» Provided data:
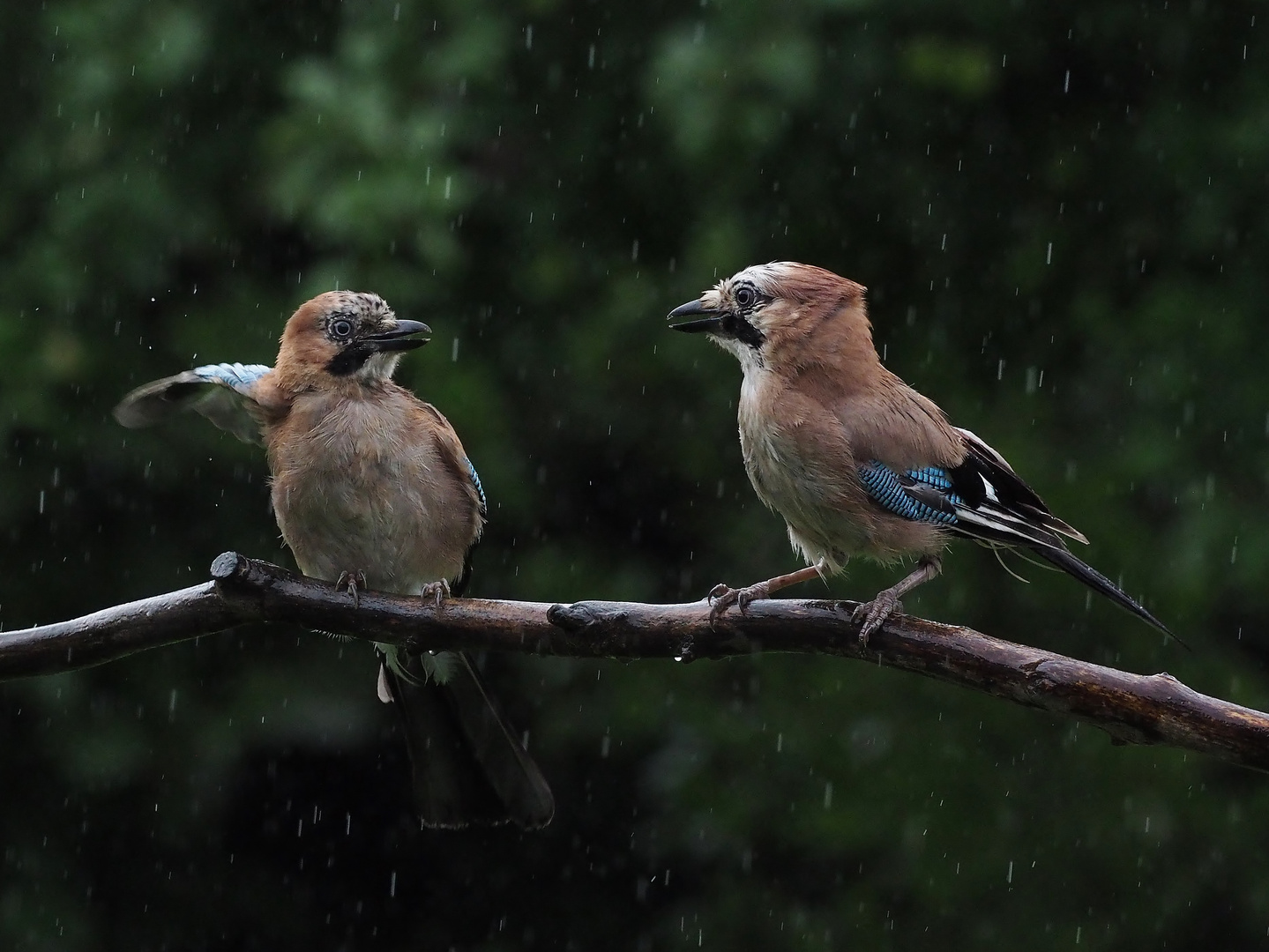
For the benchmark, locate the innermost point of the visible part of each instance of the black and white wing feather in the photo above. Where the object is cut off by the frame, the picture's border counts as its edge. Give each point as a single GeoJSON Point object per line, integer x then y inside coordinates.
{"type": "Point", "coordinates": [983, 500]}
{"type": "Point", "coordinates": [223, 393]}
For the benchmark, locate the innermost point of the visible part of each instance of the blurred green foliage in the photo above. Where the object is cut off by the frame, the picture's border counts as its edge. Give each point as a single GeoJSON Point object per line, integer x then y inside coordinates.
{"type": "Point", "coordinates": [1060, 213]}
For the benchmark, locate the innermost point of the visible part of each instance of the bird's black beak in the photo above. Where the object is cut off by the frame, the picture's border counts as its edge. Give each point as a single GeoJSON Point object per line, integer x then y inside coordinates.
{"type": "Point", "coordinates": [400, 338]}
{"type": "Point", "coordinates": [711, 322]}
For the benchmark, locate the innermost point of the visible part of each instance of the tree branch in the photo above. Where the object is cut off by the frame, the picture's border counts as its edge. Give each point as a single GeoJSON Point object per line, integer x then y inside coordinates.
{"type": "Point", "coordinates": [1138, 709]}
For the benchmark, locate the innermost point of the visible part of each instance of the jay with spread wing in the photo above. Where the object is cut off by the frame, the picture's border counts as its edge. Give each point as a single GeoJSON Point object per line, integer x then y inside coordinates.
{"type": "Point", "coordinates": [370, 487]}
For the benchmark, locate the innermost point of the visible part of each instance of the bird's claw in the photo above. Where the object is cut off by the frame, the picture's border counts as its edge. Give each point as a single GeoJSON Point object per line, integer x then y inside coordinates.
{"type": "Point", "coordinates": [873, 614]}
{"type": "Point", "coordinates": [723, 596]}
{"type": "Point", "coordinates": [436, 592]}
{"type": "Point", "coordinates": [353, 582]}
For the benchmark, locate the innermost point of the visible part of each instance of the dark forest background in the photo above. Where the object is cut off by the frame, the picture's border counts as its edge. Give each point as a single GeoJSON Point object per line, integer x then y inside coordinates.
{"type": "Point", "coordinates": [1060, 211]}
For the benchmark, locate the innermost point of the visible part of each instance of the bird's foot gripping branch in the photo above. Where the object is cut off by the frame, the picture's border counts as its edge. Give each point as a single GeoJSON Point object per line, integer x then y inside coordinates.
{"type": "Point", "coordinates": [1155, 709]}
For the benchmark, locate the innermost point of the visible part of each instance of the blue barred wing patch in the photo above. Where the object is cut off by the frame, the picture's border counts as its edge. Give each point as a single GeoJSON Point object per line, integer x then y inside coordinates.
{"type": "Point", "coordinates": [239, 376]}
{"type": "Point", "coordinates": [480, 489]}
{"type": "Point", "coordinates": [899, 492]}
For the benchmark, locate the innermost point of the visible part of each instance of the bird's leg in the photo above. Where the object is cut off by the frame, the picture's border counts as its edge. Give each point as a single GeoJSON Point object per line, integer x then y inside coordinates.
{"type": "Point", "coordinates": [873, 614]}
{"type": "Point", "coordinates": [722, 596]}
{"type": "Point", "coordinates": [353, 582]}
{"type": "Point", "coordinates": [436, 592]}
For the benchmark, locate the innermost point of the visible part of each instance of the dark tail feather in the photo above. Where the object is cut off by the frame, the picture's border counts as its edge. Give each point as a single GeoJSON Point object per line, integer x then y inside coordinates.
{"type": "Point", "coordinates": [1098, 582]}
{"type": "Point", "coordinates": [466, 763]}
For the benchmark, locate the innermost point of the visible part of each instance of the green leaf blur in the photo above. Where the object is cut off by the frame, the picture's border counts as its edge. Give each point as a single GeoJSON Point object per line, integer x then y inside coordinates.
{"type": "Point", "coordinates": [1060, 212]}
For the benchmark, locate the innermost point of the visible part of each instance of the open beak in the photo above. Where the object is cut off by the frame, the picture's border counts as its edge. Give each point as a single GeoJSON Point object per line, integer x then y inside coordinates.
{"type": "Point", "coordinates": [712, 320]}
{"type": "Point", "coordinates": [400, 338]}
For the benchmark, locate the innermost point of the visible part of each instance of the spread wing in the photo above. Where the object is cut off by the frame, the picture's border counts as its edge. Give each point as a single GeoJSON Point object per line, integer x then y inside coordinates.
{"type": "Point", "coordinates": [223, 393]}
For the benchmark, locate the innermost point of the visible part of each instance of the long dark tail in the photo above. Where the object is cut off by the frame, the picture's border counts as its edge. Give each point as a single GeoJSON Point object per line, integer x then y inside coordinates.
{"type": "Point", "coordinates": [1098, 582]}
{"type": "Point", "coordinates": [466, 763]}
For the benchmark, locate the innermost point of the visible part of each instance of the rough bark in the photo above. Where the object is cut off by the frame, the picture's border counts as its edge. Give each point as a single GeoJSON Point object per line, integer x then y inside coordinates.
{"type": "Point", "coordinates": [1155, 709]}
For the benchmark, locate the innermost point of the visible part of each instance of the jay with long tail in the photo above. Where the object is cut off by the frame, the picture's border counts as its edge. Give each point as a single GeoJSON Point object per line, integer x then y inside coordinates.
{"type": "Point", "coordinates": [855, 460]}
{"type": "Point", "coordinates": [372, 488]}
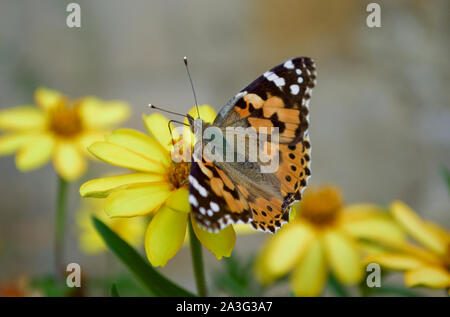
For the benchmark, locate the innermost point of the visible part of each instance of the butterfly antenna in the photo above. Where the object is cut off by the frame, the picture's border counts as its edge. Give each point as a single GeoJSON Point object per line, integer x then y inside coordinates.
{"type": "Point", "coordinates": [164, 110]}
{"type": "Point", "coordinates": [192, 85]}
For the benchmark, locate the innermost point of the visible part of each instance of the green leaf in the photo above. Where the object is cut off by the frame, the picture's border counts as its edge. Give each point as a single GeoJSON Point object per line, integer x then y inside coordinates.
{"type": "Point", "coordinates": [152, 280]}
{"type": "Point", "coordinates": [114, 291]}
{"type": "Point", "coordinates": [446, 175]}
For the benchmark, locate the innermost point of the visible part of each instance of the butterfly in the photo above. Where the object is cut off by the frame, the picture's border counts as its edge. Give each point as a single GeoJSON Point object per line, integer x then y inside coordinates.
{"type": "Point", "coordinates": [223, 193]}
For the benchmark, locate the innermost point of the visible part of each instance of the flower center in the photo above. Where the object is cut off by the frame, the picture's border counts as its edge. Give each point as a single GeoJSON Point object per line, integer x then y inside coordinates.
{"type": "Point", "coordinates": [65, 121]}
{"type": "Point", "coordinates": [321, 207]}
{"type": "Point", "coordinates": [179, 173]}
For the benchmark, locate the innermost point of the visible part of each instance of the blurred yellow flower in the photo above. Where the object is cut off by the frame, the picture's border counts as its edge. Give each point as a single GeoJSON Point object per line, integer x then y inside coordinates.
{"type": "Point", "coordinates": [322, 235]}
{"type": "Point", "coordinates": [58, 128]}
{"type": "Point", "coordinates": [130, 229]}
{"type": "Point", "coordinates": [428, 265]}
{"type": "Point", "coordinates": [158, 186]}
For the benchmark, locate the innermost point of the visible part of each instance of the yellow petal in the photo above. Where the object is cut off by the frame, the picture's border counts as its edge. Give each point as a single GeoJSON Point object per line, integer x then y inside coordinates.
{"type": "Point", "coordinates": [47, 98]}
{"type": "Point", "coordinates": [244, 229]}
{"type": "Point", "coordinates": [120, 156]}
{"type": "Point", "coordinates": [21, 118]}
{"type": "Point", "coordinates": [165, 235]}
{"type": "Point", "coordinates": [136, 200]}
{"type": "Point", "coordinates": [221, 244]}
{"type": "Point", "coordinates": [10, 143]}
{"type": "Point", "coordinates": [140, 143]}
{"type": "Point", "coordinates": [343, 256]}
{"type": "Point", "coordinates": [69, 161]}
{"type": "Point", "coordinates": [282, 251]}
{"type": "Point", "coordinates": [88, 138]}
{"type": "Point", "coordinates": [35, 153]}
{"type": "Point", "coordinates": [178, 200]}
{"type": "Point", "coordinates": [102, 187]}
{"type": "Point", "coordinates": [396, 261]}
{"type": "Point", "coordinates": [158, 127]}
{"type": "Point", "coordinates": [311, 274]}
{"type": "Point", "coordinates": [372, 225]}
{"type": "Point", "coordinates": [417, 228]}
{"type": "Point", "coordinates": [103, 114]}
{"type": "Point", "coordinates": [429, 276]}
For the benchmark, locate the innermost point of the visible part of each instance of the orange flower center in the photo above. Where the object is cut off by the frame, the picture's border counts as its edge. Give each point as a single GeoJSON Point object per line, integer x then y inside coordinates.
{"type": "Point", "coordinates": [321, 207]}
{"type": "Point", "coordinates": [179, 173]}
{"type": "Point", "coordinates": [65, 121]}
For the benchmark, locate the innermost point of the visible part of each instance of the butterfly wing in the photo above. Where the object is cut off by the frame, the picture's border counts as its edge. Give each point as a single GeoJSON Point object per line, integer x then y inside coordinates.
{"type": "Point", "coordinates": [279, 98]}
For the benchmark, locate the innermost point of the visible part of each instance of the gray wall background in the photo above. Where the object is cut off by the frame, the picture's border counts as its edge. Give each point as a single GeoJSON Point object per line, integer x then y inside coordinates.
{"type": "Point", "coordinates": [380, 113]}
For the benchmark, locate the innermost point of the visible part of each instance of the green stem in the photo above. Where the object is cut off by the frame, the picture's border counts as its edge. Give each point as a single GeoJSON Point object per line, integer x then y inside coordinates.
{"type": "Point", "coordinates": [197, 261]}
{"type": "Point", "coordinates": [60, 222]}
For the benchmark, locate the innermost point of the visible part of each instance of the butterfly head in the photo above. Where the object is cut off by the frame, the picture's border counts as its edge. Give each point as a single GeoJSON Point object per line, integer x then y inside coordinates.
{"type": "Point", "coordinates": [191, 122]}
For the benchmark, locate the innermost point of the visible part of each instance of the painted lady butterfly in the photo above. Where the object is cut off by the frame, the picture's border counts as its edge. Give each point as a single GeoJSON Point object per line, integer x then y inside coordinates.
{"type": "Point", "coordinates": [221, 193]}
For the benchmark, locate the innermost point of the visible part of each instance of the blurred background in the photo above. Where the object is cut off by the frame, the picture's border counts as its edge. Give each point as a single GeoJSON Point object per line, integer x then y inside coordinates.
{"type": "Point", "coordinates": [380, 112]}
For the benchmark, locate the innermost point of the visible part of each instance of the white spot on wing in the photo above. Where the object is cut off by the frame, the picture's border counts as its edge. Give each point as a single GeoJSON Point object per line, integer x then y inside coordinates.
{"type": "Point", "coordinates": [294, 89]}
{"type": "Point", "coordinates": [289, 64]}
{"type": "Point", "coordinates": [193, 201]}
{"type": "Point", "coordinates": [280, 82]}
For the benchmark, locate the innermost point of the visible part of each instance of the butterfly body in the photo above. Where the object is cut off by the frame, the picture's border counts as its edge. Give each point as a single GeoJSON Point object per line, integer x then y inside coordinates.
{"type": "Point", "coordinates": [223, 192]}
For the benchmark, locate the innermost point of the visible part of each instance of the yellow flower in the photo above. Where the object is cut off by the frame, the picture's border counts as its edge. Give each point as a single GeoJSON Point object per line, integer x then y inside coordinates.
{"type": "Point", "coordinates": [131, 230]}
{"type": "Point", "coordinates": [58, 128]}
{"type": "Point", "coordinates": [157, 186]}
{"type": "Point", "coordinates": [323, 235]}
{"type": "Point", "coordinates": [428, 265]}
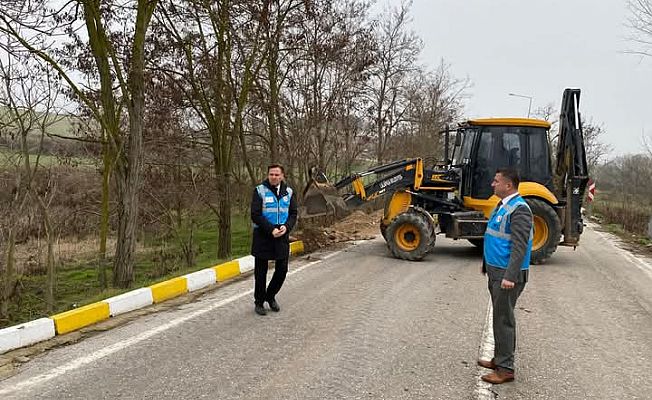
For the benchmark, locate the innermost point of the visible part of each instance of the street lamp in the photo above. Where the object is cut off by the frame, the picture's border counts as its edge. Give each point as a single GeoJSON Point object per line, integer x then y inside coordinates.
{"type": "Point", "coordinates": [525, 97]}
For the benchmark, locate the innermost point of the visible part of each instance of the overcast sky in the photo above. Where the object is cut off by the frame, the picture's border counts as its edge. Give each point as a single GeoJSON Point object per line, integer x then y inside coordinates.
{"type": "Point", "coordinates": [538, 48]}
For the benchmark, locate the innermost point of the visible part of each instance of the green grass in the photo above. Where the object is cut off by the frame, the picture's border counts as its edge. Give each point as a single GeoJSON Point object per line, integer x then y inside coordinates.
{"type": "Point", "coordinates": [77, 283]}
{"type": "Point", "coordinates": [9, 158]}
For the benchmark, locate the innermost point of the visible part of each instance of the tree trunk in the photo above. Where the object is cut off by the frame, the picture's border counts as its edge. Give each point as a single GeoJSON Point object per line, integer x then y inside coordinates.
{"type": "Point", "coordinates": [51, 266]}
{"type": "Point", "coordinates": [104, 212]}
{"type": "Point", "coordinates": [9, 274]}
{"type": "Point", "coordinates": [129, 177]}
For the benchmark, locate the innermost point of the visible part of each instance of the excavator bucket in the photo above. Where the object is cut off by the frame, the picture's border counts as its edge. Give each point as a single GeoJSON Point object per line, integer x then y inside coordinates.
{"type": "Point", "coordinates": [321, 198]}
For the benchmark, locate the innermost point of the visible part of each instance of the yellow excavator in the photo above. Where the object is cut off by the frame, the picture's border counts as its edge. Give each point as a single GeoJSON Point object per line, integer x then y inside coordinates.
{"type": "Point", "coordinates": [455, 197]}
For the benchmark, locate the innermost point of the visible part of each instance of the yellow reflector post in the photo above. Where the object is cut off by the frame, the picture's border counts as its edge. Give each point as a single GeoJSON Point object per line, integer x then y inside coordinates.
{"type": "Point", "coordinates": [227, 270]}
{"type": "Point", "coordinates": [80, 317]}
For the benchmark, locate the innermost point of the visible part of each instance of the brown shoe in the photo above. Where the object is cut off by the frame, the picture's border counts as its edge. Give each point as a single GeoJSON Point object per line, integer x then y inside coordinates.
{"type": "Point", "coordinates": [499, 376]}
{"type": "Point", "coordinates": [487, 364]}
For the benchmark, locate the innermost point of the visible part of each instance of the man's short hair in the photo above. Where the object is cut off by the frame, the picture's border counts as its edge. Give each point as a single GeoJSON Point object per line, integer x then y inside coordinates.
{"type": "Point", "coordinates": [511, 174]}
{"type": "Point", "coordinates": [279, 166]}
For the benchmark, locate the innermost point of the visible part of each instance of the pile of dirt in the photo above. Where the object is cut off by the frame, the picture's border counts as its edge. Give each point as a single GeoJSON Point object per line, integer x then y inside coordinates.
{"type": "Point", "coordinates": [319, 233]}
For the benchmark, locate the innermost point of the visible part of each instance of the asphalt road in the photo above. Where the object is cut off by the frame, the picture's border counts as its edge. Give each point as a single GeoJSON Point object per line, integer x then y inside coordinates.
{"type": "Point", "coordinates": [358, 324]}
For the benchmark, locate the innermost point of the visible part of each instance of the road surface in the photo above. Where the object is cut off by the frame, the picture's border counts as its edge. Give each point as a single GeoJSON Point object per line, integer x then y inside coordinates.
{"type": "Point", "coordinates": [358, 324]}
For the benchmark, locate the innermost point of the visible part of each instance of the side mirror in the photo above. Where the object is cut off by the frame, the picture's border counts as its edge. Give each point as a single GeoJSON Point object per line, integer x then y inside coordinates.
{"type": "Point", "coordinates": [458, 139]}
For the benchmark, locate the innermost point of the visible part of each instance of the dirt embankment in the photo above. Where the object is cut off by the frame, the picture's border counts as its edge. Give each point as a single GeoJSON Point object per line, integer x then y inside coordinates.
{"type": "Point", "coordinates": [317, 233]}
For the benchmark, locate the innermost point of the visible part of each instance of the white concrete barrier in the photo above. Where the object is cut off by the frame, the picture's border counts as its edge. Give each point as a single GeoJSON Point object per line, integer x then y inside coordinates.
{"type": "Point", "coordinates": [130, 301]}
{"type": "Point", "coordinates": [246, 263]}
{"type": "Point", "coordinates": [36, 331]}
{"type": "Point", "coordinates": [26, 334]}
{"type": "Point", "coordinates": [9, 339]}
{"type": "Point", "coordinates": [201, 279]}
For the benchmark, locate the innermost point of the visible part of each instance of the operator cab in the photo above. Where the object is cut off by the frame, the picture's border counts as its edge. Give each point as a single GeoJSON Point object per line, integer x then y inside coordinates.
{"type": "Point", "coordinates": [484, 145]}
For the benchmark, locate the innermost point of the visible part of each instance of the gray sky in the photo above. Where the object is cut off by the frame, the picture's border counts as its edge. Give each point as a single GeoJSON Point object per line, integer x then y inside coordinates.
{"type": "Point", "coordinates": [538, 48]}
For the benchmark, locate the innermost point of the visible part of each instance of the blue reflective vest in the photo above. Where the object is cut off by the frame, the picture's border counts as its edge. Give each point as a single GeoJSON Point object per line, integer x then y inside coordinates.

» Exercise goal: Quote only the lines from the line containing "the white concrete" through the end of the listing, please, keeping both the first and the last line.

» Answer to the problem:
For the benchmark, locate the innermost point of the visible part of each instance of the white concrete barrier in the photo above. Where the object is cut off by the frame, the picture's border counts as its edge. Give each point as a single GeoJSON Point object per line, integer x then y inside coordinates.
{"type": "Point", "coordinates": [130, 301]}
{"type": "Point", "coordinates": [246, 263]}
{"type": "Point", "coordinates": [36, 331]}
{"type": "Point", "coordinates": [26, 334]}
{"type": "Point", "coordinates": [9, 339]}
{"type": "Point", "coordinates": [201, 279]}
For the benchmark, locate the innermost point of the visible part of each instance of the operator cab in the photo above. Where the object is cut off by the frame, the picture's border counts as its edge. Give each point as a single GeoJSON Point object per line, integer x then y inside coordinates.
{"type": "Point", "coordinates": [484, 145]}
For the benchmark, locate the innermost point of the visible part of each instance of the gray sky in the photo above. Where the object is cut off by the frame, the picture's border counts as its edge. Give each point as a single GeoJSON Point object per line, integer x then y inside coordinates.
{"type": "Point", "coordinates": [538, 48]}
For the benchmark, locate the innermost point of the visible part of each instance of the blue reflective vest in the photo above. Where the object is cut off by the frame, the picture's border counts as its edge. Give each point as a single GeoJSON Point object per line, integer x then y inside coordinates.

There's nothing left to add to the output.